# What the task requires
In the records below, swap every "sky" for "horizon" and write the lines out again with nothing else changed. Leave the pictures out of your answer.

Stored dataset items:
* * *

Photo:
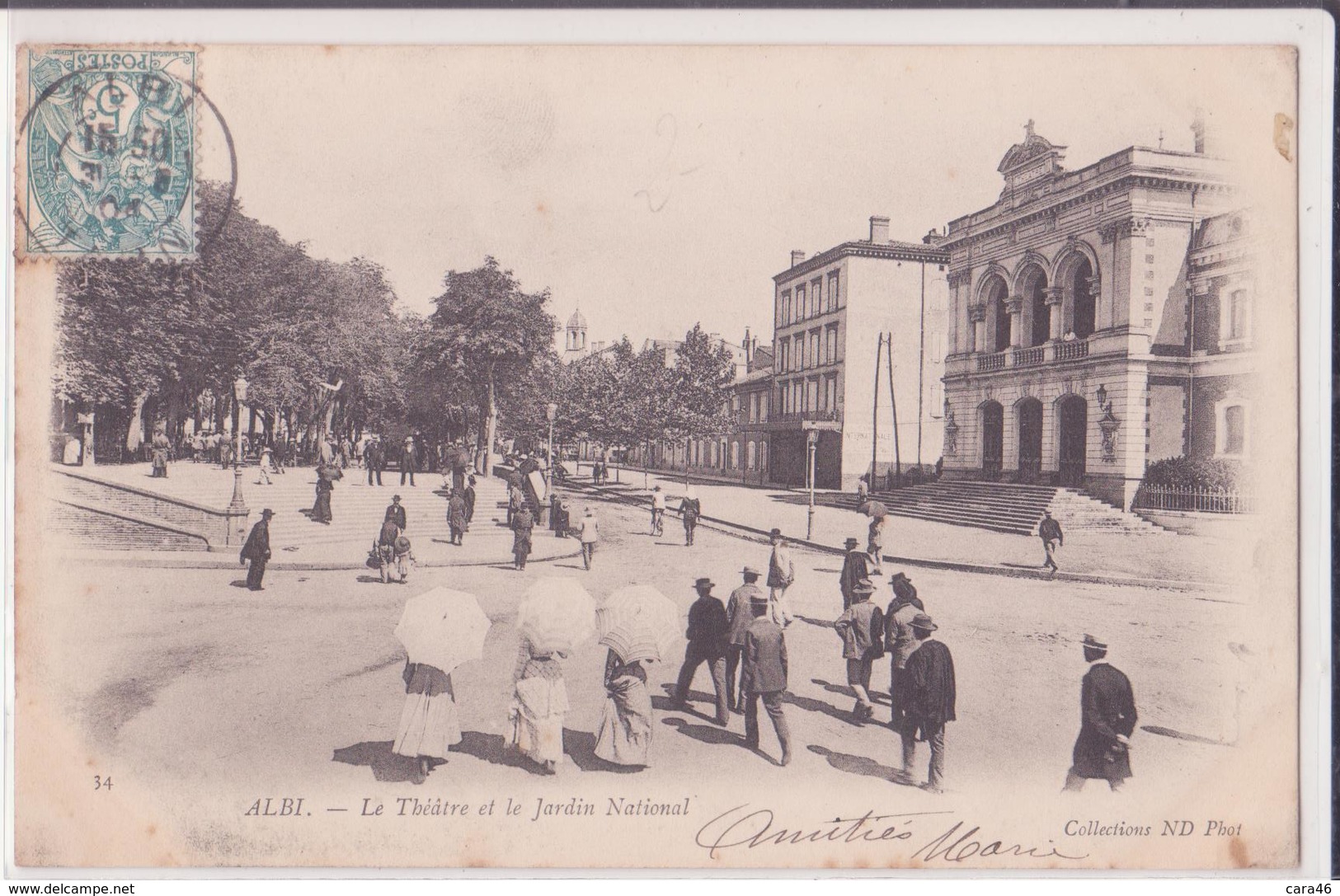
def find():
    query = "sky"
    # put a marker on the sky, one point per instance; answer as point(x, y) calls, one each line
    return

* * *

# Correct response
Photo:
def find():
    query = "horizon"
    # put a marker on the horizon, one point per instance; answer as point(x, y) calls, one each line
    return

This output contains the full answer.